§ Document section
————

It’s easy to see why Hollywood studios would reject an ending like that, especially in 2025. Even if Hollywood wasn’t largely allergic to this kind of tragic, Pyrrhic grim ending, it may be many generations before a 9/11-traumatized society is ready to take the imagery of a man slamming a plane into a building as heroism rather than horror.

But King’s ending doesn’t pretend that Richards has fixed any problem with society, or even necessarily ended the threat of Free-Vee or guaranteed there won’t be another season of The Running Man. It doesn’t offer a major societal shift toward Ben Richards fandom, or toward any kind of happily-ever-after for anyone. It just acknowledges, in a blunt, brutal way, that there’s no polite or simple way to fight back against powermongers who take advantage of humanity’s worst, most selfish, and most self-righteous impulses in order to consolidate wealth and clout, and sometimes the most we can do is put our own bodies on the line against them.

How does the 1987 Running Man end?

————

§ Record set
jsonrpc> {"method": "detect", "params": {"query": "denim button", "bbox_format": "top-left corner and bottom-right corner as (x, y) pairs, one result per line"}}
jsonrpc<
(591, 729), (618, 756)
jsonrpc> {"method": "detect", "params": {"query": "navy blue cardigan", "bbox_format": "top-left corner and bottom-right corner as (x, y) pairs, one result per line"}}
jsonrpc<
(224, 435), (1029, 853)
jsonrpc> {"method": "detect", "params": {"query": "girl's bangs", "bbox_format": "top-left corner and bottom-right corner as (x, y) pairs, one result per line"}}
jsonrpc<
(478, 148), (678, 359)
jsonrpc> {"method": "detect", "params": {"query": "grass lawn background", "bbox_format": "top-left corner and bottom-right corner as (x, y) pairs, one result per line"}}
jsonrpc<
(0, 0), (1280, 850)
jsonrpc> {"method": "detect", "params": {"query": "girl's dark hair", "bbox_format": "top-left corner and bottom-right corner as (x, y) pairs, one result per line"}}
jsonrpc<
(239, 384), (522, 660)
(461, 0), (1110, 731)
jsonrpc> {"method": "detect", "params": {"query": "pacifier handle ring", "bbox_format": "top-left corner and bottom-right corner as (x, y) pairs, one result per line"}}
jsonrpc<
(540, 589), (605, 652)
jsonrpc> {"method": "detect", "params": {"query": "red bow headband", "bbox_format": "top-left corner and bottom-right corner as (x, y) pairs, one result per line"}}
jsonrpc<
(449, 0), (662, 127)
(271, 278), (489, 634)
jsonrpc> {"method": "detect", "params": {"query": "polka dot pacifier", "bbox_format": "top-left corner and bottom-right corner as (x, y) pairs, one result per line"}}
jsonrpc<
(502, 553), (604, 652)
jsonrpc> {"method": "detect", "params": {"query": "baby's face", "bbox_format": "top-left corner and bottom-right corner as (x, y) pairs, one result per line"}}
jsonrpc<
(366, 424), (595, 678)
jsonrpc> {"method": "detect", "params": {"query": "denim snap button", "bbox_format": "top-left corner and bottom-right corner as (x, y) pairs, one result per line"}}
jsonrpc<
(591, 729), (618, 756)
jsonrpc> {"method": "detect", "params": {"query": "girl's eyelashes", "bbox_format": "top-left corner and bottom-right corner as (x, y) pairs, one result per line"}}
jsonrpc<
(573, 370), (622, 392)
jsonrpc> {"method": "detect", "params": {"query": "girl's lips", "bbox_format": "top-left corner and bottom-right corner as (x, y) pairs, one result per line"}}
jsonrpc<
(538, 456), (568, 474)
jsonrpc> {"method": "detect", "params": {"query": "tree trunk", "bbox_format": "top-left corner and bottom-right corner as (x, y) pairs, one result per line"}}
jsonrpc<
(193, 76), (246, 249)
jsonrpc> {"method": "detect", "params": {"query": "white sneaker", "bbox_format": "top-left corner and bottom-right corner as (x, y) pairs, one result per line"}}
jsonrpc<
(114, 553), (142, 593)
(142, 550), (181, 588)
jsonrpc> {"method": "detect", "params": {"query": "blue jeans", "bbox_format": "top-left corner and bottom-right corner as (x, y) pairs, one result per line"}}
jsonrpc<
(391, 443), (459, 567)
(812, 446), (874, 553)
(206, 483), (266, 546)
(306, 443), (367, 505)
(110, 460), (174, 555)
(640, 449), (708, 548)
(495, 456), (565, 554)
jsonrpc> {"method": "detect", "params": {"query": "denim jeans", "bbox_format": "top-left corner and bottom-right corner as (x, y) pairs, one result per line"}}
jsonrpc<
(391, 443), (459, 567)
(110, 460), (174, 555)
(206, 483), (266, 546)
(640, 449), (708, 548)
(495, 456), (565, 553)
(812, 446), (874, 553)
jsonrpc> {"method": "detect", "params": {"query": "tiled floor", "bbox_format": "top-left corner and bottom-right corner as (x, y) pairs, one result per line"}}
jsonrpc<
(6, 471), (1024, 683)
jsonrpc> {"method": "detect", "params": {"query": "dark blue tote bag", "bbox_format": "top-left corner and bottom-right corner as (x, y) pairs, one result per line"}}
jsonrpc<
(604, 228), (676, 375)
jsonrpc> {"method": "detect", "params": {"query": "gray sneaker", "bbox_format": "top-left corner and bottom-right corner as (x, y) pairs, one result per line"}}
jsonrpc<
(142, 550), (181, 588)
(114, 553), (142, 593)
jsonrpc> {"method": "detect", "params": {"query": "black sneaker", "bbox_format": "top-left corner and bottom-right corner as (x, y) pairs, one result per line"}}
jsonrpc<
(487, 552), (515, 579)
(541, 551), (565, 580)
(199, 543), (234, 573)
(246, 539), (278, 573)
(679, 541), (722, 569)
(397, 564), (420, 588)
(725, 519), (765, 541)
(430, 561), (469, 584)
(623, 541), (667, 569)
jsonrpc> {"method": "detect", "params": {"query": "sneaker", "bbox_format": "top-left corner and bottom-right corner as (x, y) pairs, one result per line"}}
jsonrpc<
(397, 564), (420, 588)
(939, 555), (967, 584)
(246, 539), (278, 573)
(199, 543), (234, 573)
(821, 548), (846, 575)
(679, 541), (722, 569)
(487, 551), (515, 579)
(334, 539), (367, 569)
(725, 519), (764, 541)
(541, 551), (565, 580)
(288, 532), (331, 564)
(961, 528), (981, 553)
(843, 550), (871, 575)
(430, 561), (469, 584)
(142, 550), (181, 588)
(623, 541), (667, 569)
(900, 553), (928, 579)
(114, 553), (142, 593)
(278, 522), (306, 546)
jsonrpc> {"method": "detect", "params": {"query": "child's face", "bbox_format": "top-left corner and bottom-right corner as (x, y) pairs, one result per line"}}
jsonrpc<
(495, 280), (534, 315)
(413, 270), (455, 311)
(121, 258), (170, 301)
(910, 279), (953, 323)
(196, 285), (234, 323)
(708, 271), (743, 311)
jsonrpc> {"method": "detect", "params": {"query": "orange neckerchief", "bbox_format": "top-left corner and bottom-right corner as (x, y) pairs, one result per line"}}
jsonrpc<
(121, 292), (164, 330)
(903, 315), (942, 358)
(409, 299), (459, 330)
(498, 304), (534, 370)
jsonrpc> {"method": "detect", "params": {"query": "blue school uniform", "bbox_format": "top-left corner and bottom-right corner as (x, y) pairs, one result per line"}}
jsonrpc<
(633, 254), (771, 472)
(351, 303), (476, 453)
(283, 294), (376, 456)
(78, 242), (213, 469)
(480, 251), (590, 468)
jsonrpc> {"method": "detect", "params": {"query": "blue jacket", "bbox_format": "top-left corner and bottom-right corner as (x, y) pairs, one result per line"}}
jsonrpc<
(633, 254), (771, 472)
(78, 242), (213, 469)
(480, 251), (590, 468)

————

§ Requirement 1
Reproduce the stretch of the passage on The Running Man's ending from "It’s easy to" through "rather than horror.".
§ Requirement 2
Answer these questions using the passage on The Running Man's ending.
(a) In what year does the passage say Hollywood studios would especially reject such an ending?
(b) What imagery does the passage say a 9/11-traumatized society may not be ready to take as heroism?
(c) What does the passage say King's ending doesn't guarantee there won't be another season of?

§ Response 1
It’s easy to see why Hollywood studios would reject an ending like that, especially in 2025. Even if Hollywood wasn’t largely allergic to this kind of tragic, Pyrrhic grim ending, it may be many generations before a 9/11-traumatized society is ready to take the imagery of a man slamming a plane into a building as heroism rather than horror.

§ Response 2
(a) 2025
(b) A man slamming a plane into a building
(c) The Running Man